Here’s a neat little sca…, er scheme. The UK government, in its laudable attempt to raise school standards, has a ‘specialist school’ programme. The aim is to encourage schools to aspire to excellence in a particular field, and to reward such aspirations and efforts. All very right and proper, not to say admirable. As I understand it, if a school gets specialist status, then the government offers it additional funding (~£100k) provided the school can match that by raising £50k itself from companies and sponsors.
So far, so good. Schools in affluent areas can generally raise the necessary £50k, but their counterparts in poorer areas have great difficulty in raising the dosh.
Enter, stage right, a friendly US monopolist which offers to provide the sponsorship needed to tip the school over the threshold.
Hooray! Microsoft is generously donating £50k to every needy, aspirational school! What a turn-up for the books!
Er, no. In the words of the hapless Specialist Schools Trust,
Microsoft has offered to support a further 65 aspiring specialist schools. Support is for schools applying in the October 2005 bidding round only and will be in the form of a software licence entitling schools to Microsoft software titles, upgrades and support over the initial four-year development period.
Neat, isn’t it. The cost to Microsoft is precisely zilch. But the result is 65 more hapless schools being locked into a software and hardware ecology that none of them can sustain or support. It’s a bit like a re-run of those Imperialist narratives where African tribesmen sign away their natural resources for a handful of baubles. And what’s funny is that the Specialist Schools Trust professes itself “delighted” by the wheeze. That’s probably because the Trust’s worthies know as little about software as the aforementioned tribesmen knew about Uranium 235.
Microsoft understands the value of W.C. Fields’s famous adage: never give a sucker an even break.

Things to do.
- A) Repeat word for word the portion of the specialist schools text starting at "So far, so good." and ending at "four-year development period.".
- B) According to the specialist schools text, what form would Microsoft's support for the aspiring schools take?

(Collection entries)
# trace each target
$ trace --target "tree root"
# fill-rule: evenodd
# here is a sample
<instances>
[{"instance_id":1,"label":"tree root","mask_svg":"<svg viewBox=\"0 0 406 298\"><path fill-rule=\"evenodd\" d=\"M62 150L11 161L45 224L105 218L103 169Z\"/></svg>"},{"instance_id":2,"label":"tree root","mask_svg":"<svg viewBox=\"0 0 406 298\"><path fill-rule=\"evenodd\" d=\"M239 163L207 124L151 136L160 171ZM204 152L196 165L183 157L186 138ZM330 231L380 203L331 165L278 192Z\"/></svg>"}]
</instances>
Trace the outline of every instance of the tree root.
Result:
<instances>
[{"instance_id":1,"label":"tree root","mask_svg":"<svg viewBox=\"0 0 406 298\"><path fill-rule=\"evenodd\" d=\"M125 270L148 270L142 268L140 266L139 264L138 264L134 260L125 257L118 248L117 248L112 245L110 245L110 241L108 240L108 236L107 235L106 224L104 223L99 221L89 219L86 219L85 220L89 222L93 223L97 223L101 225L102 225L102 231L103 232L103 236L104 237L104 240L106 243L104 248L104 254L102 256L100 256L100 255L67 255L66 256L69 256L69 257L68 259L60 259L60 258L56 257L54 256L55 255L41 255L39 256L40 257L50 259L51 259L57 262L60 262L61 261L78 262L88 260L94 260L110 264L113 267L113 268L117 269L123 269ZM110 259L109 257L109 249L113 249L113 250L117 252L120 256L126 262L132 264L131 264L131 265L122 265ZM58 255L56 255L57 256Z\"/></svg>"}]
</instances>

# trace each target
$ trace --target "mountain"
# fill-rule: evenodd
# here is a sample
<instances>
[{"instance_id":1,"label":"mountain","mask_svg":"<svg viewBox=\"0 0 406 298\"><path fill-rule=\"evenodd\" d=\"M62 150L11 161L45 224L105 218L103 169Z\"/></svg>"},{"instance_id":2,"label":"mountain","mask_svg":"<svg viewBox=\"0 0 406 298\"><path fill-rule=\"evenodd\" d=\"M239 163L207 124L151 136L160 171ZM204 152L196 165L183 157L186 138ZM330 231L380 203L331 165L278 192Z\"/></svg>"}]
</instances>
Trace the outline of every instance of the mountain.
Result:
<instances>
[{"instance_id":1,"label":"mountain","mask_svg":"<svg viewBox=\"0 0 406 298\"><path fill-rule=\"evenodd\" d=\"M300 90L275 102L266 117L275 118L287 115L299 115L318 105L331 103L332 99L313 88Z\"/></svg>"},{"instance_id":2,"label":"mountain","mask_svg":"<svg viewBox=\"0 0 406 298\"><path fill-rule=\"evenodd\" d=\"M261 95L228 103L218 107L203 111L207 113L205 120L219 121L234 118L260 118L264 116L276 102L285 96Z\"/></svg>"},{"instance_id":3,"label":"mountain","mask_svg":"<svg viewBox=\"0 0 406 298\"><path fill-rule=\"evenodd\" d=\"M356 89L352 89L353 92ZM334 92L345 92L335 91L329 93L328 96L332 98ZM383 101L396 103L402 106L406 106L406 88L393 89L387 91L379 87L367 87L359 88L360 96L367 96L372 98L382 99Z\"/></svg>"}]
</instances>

Answers provided.
- A)
So far, so good. Schools in affluent areas can generally raise the necessary £50k, but their counterparts in poorer areas have great difficulty in raising the dosh.
Enter, stage right, a friendly US monopolist which offers to provide the sponsorship needed to tip the school over the threshold.
Hooray! Microsoft is generously donating £50k to every needy, aspirational school! What a turn-up for the books!
Er, no. In the words of the hapless Specialist Schools Trust,
Microsoft has offered to support a further 65 aspiring specialist schools. Support is for schools applying in the October 2005 bidding round only and will be in the form of a software licence entitling schools to Microsoft software titles, upgrades and support over the initial four-year development period.

- B) A software licence entitling schools to Microsoft software titles, upgrades and support over the initial four-year development period.